=== Aufgabe ===
Greifen Sie bitte den Text über die Müllkippe von Maputo nach seinem letzten Satz auf und führen Sie ihn fort.

=== Quelle ===

..............................

Brauchbar oder Müll?
Standen Sie in Ihrem Leben schon einmal auf einer Müllkippe? Ich nicht. Und wenn Sie mir jetzt etwas vormachen wollen und behaupten Sie hätten schon einmal eine Müllkippe in Deutschland betreten, dann würde ich das als nicht vergleichbares Erlebnis abtun. Sei’s drum. Unwissend wie man in Deutschland überhaupt Gelegenheit bekommt eine Müllkippe zu betreten, möchte ich Ihnen eingangs schildern wie es sich anfühlt ein paar Schritte auf der größten Müllkippe Mosambiks, der »Lixeira de Maputo« zu tun.
Lodernde Flammen. Beißender bräunlicher Rauch, der in den Augen brennt. Das Atmen fällt schwer. Menschliche Silhouetten im Rauch brennenden Mülls. Menschen, Kinder, die im unsortierten Müll suchen, was zu verkaufen oder anderweitig zu verwerten ist. Eintreffende Müllfahrzeuge werden geradezu gestürmt und schon bei Einfahrt auf die Müllkippe erklimmt ein Dutzend die Ladefläche und beginnt sie nach verwertbarem zu durchwühlen. Ein Junge kommt mir barfuss entgegen. Auf seinem Kopf balanciert er ein mächtiges Bündel Metallteile. Zögerlich und beklommen tue ich ein paar Schritte. Im größten städtischen Ballungsraum Mosambiks produzieren knapp 2 Millionen Einwohner weit mehr als 1.000 Tonnen feste Abfälle täglich. Tendenz steigend. Von städtischer Seite werden Abfälle, die als Wertstoffe aufbereitet oder wieder verwendet werden könnten, nicht getrennt gesammelt. Hier landen alle Abfälle noch im selben Container. Es gibt keine Behandlung der Abfälle, um deren negative Umwelteinflüsse zu verhindern. Aber es gibt den informellen Sektor und diese riesige Müllkippe vor mir.

..............................

=== Datenteil ===
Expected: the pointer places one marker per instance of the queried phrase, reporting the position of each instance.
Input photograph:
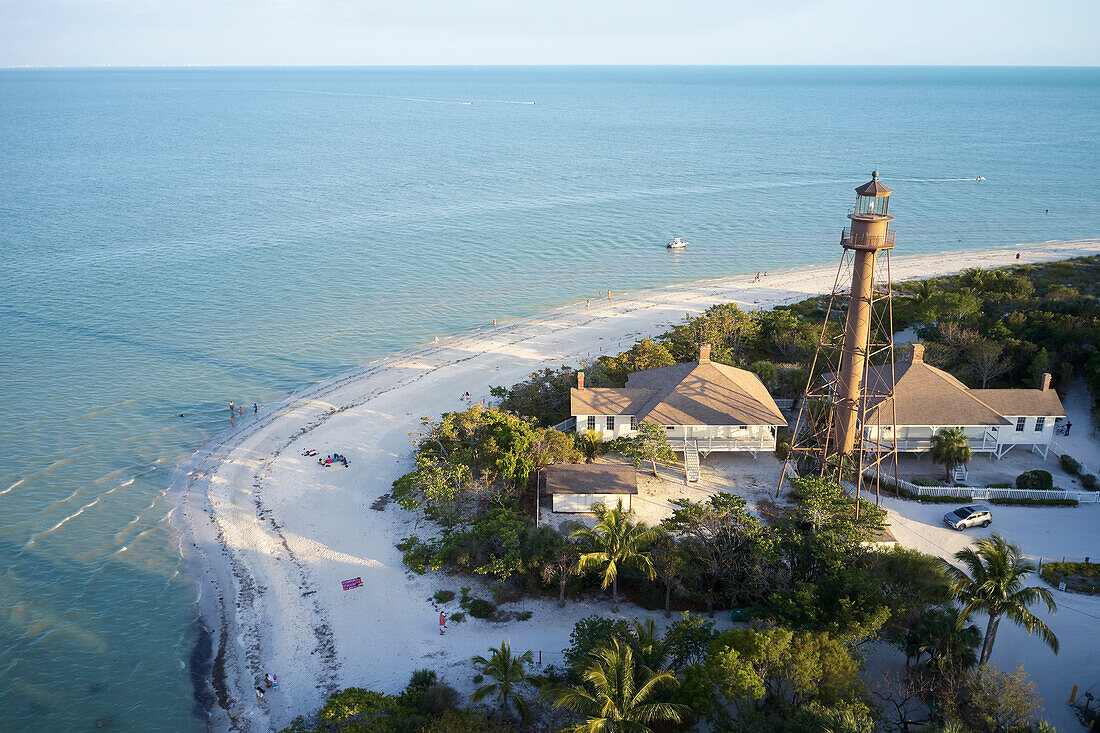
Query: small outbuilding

..............................

=== Antwort ===
In einer Kooperation mit »terre des hommes« Deutschland (tdh) unterstützt der Verein »Lernen fürs Leben e.V.«, für den ich mich in Deutschland engagiere, seit über 5 Jahren die Arbeit dieser lokalen NGO mit finanziellen Mitteln. Heute bin ich nach Hulene gekommen, um mir Vor-Ort einen Eindruck von der Arbeit dieser Organisation zu verschaffen. Zwischen notdürftig zusammengezimmerten Hütten finde ich in einem kleinen Gebäudekomplex das »Lixeira-Zentrum« und meine Ansprechpartnerin für den heutigen Tag: die Regionalkoordinatorin von tdh in Mosambik.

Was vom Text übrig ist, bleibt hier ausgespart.